Goal A: In the forum thread comparing the YCV50 and YCV40WR, what tube type does the 40 run?

— start Document excerpt —

# YCV50 vs YCV40WR



## keto (May 23, 2006)

What's the tonal difference?

I owned a YCV50 Blue, one of the very first ones. I never should have sold it, loved that amp - but traded it towards a half stack for my kids' band at the time. I'm thinking about picking one up, the current production YCV50B(black).

But I'm curious, those of you who may have owned or played both - I know the 40 runs 6L6's and the 50 runs EL34's. Looking at the manuals, they otherwise look much the same - FX loop, reverb, footswitchable boost, full independent tone stacks for each channel. The only difference I can see is the 40 has a Presence control the 50 lacks, which is no way shape or form a deal breaker.

How do they differ from one another tonally? If I had to hazard a semi-educated guess, I'd say the 40 should have a firmer bottom end due to tube type. Otherwise, I don't really understand why Traynor has both of these models, so close together in specs and wattage.

Also, for both amps, they say the internal speaker is 8 ohms and you can connect another @ 8. They don't specify whether it's series or parallel. One of the first thing's I'd likely do is replace the V30 in either case, have some 16 ohm speakers around. If the amp is set up series, no problem. If parallel, problem. Anyone know?


----------



## 5732 (Jul 30, 2009)

I'm interested in this too. I also owned a 50 but found it kind of dark. I have a ycv20 and was thinking of checking out the 40 next time one shows up used.


----------



## keto (May 23, 2006)

Yeah, that's a specific reason I would grab a 50 - I favour bright tones but it pisses off my bandmates, and all I have right now are Marshalls and derivatives, so they strongly favour that bright upper mid sound. And very hard to tame them, most of them are still pretty spanky with the treble and pres @ 0. To me it sounds muddy to them it's AHHH TURN DOWN THE TONE.

Also, independent tone controls per channel is something I haven't had in a long time and have missed a lot. Right now I go back and forth between a JCA22H and a DSL50. Both great sounding amps but only can be dialed for 1 channel or the other due to shared tone controls, rendering the other almost unusable - worse on the DSL than the JC, but anyways.


----------



## Bobby1note (Jan 6, 2014)

— end Document excerpt —
— start Provided data —

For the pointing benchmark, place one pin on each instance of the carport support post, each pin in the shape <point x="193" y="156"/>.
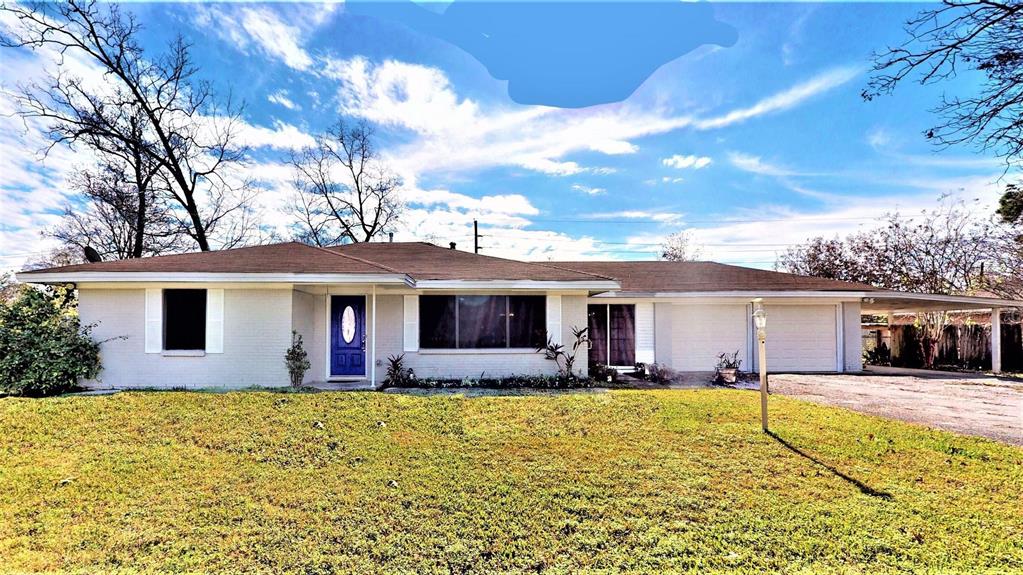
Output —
<point x="996" y="341"/>
<point x="760" y="322"/>
<point x="763" y="378"/>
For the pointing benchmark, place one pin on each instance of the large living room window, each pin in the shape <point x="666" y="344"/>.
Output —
<point x="482" y="321"/>
<point x="184" y="319"/>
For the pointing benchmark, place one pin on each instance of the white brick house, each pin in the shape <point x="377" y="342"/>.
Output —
<point x="224" y="318"/>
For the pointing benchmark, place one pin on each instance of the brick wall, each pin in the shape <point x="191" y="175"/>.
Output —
<point x="257" y="333"/>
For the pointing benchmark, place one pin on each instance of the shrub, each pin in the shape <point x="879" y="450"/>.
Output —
<point x="44" y="350"/>
<point x="539" y="382"/>
<point x="601" y="373"/>
<point x="563" y="358"/>
<point x="725" y="361"/>
<point x="880" y="355"/>
<point x="297" y="360"/>
<point x="660" y="373"/>
<point x="397" y="374"/>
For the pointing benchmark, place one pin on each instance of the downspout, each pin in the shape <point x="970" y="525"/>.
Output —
<point x="372" y="343"/>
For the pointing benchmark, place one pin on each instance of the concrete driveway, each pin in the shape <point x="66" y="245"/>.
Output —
<point x="975" y="405"/>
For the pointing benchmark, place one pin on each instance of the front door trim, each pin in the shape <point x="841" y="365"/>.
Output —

— end Provided data —

Goal B: Output the lines of the listing from the line containing "of the large" through the end of the listing as a JSON list of strings, one string per line, with blank lines omitted.

Task result A: 6L6's

Task result B:
[
  "For the pointing benchmark, place one pin on each instance of the large living room window, each pin in the shape <point x=\"666\" y=\"344\"/>.",
  "Output —",
  "<point x=\"482\" y=\"321\"/>",
  "<point x=\"184\" y=\"319\"/>",
  "For the pointing benchmark, place one pin on each instance of the white brick house, each pin in the shape <point x=\"377\" y=\"342\"/>.",
  "Output —",
  "<point x=\"224\" y=\"318\"/>",
  "For the pointing benchmark, place one pin on each instance of the brick wall, each pin in the shape <point x=\"191\" y=\"175\"/>.",
  "Output —",
  "<point x=\"257\" y=\"333\"/>",
  "For the pointing benchmark, place one pin on each instance of the shrub, each pin in the shape <point x=\"879\" y=\"450\"/>.",
  "Output —",
  "<point x=\"44\" y=\"350\"/>",
  "<point x=\"539\" y=\"382\"/>",
  "<point x=\"601\" y=\"373\"/>",
  "<point x=\"563\" y=\"358\"/>",
  "<point x=\"725\" y=\"361\"/>",
  "<point x=\"880\" y=\"355\"/>",
  "<point x=\"297\" y=\"360\"/>",
  "<point x=\"660\" y=\"373\"/>",
  "<point x=\"397\" y=\"374\"/>",
  "For the pointing benchmark, place one pin on each instance of the downspout, each pin in the shape <point x=\"970\" y=\"525\"/>.",
  "Output —",
  "<point x=\"372\" y=\"343\"/>",
  "For the pointing benchmark, place one pin on each instance of the concrete driveway, each pin in the shape <point x=\"66\" y=\"245\"/>.",
  "Output —",
  "<point x=\"975\" y=\"405\"/>",
  "For the pointing benchmark, place one pin on each instance of the front door trim, each pin in the shape <point x=\"841\" y=\"365\"/>.",
  "Output —"
]